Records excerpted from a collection
▼

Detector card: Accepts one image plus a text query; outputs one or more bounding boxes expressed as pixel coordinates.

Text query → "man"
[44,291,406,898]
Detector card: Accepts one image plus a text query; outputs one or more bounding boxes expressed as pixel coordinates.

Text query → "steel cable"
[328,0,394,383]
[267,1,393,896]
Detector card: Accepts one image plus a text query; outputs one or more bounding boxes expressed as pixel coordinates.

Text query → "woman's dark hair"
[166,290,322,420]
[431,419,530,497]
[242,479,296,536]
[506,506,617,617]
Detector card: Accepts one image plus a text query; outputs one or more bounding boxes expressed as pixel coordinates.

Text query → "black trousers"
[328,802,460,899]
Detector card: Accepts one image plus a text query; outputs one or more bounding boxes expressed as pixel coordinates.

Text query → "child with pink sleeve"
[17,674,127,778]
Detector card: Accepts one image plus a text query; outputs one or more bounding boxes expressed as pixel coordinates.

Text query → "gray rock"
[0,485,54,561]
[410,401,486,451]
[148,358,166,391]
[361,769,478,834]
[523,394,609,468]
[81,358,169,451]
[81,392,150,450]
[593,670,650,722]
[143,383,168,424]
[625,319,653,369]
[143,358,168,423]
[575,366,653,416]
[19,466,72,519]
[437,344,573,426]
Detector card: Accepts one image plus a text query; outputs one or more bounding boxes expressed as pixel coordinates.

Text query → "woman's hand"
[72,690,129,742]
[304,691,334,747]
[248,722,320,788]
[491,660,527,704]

▲

Task goal
All of the entries need to be reproduced exactly; please write them out.

Answer to this exercise
Detector card: Accepts one image plus a text query; outputs one or more bounding boxes expressed as pixel coordinates.

Text query → "man"
[44,291,406,898]
Detector card: Accepts one image plus a text query; outputs one or more bounding boxes expressed as pixel coordinates.

Text query → "steel cable"
[328,0,394,383]
[267,1,393,896]
Detector card: Accepts one image plus a text query; outputs one or more bounding boxes expressed as pixel coordinates.

Text query → "woman's dark hair"
[166,290,322,420]
[431,419,530,497]
[242,479,296,536]
[506,506,617,617]
Detector card: Accepts one image plus a text query; outputs one or more bounding boxes expressed as pixel coordinates.

Text query → "black trousers"
[328,802,460,899]
Detector card: Accepts one image plus a text query; outputs one or more bounding boxes expressed as pixel coordinates.

Text query → "child with pink sleeve"
[17,674,127,778]
Detector card: Accepts one image plus a text query; outputs one or more bounding boxes expressed as pixel coordinates.

Text query → "gray rock"
[0,485,54,561]
[410,401,486,451]
[148,358,166,391]
[361,769,478,834]
[523,394,609,468]
[81,358,169,451]
[81,392,150,450]
[593,670,650,722]
[143,383,168,424]
[625,319,653,369]
[143,358,168,423]
[575,366,653,416]
[19,466,72,519]
[437,344,573,426]
Detector card: Accepts one image plus a text query; outputs one or more bounding boxes expressed as pixel coordinates.

Text query → "woman's hand"
[72,690,129,742]
[304,691,334,747]
[248,722,320,788]
[491,660,527,704]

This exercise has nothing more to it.